[Saved entries]
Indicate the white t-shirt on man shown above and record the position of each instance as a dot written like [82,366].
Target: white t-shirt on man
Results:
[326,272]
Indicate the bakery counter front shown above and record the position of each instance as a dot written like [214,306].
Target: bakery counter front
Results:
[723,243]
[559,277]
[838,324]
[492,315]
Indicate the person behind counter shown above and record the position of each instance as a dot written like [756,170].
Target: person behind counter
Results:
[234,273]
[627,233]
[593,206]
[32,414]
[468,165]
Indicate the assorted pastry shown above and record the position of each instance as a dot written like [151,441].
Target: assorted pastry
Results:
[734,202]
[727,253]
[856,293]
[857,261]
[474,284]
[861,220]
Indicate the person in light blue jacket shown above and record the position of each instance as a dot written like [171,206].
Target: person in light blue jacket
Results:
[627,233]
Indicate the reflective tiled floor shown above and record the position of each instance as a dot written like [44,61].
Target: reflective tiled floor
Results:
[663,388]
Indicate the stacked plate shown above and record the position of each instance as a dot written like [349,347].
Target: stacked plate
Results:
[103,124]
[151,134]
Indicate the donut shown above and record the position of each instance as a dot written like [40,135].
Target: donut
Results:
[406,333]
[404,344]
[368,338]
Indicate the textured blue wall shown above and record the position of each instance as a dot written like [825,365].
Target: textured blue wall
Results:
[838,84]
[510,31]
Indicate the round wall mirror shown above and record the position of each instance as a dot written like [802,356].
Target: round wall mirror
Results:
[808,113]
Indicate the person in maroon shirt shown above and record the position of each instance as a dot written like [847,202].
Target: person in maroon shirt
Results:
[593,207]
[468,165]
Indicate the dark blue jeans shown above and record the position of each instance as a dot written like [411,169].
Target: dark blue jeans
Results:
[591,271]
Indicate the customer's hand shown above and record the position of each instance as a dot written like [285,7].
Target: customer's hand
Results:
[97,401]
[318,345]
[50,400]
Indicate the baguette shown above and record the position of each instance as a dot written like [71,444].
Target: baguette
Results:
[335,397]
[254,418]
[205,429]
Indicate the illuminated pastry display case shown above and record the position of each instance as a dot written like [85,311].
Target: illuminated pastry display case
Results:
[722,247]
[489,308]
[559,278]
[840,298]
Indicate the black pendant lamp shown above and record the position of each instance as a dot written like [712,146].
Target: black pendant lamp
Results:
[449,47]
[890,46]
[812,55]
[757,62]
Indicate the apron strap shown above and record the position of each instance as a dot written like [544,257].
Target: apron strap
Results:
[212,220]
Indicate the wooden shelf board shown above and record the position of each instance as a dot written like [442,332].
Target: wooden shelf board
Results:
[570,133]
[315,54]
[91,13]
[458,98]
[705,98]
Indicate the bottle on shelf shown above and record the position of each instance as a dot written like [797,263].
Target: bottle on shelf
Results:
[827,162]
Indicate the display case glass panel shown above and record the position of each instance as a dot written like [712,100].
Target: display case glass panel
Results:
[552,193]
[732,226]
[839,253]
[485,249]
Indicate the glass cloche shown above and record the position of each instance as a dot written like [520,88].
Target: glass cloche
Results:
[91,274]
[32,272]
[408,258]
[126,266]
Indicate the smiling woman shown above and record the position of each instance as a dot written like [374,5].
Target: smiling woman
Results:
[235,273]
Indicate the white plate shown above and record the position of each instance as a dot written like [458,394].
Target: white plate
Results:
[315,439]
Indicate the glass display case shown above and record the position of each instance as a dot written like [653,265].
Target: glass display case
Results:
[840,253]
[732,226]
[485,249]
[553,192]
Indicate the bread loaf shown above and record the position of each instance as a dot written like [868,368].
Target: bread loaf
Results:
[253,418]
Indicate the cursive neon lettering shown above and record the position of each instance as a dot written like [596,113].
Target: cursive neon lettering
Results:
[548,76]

The problem:
Reproduce the entries exactly, dropping nothing.

Reply:
Indicate the white t-shirt on man shown above and record the position of each instance as a dot written like [82,366].
Target: white t-shirt on man
Results:
[326,272]
Indicate the bakery counter front shown above and record the position of each instance as a dot written like [214,306].
Target: bakery counter front
Results:
[723,243]
[559,277]
[838,324]
[492,315]
Indicate the person behind counter shown above and record the position of each instance as a dot written like [756,170].
Target: person behind counter
Results:
[234,273]
[627,233]
[593,206]
[32,414]
[468,165]
Indicate the assorted pastry shown above and record the position of each instance as a dot written like [151,441].
Target: assorted pastry
Results:
[734,202]
[727,253]
[856,293]
[857,261]
[474,284]
[861,220]
Indicate the person in light blue jacket shown above and record the position of each instance as a dot written like [171,206].
Target: person in light blue jacket
Results:
[627,233]
Indicate the reflective tiled floor shown above and record the position of each instance as a dot written like [44,61].
Target: reflective tiled floor
Results:
[663,388]
Indicate the stacked plate shown above and record the position of each instance as a dot written like [349,347].
Target: stacked plate
Results:
[103,124]
[151,134]
Indicate the donut shown above and record the position of each instance as a dot written like [40,135].
Target: donut
Results:
[406,333]
[404,344]
[368,338]
Indicate the textured blue wall shown above and record the position of each instance as a dot written like [825,365].
Target: textured blue wall
Results:
[838,84]
[510,31]
Indicate the round wall mirror shown above and record the position of each instance as a dot written like [802,356].
Target: round wall mirror
Results:
[808,113]
Indicate the person in maroon shirt shown above and record the position of each instance as a dot written like [847,202].
Target: person in maroon shirt
Results:
[593,207]
[468,165]
Indicate the dark blue jeans shown above and record the position of each instance as a dot written like [411,169].
Target: dark blue jeans
Results:
[591,271]
Indicate the customer's hand shown above and record the position of each instance as a dot written like [285,7].
Target: customer's hand
Results:
[97,401]
[318,345]
[50,400]
Indicate the baguette shown above and record the position of each instance as a dot written like [71,444].
Target: baguette
Results:
[335,397]
[254,418]
[205,429]
Indicate the illuminated pastry display case shown above and record the position of each instance as a dot written like [85,311].
Target: illuminated pastry display case
Results:
[722,247]
[489,308]
[559,278]
[840,298]
Indicate the black pendant lamp shown above and record the position of each instance as a dot written like [712,146].
Target: black pendant lamp
Results:
[449,47]
[890,46]
[812,55]
[757,62]
Indicate the apron strap shown above and record the position of each instance as a dot written like [544,257].
Target: apron strap
Results:
[212,220]
Indicate the wooden shelf board shown above and record the position of each instance as a dot written like [442,332].
Target: wooden shelf board
Results:
[570,133]
[315,54]
[91,13]
[458,98]
[705,98]
Indicate the bottle on shelf shown above and record the position of each instance as a dot written like [797,263].
Target: bottle on shelf
Results:
[827,162]
Indicate the display case glass panel shown above and record the position of each instance as a dot written like [712,100].
Target: display case glass panel
Results:
[552,193]
[732,226]
[839,253]
[485,249]
Indicate the glass cloche shown above and record the position of each instance as a dot written like [520,88].
Target: glass cloche
Results:
[91,274]
[32,272]
[408,258]
[126,266]
Indicate the smiling woman shown above and record the position of each instance as a dot written like [374,5].
Target: smiling woman
Results:
[235,273]
Indicate the white plate shown above and record the position of each instance as a dot written like [458,394].
Target: white plate
Results:
[315,439]
Indicate the glass display case shown above and record the position of each instance as a dot written like [653,265].
Target: glass display case
Results:
[840,253]
[732,226]
[485,249]
[553,192]
Indicate the bread loaf shown above and record the position of each instance as a dot written like [868,368].
Target: bread loaf
Results:
[253,418]
Indicate the cursive neon lettering shown above and record the position of each instance as a dot written like [596,113].
Target: cursive neon lettering
Results:
[548,76]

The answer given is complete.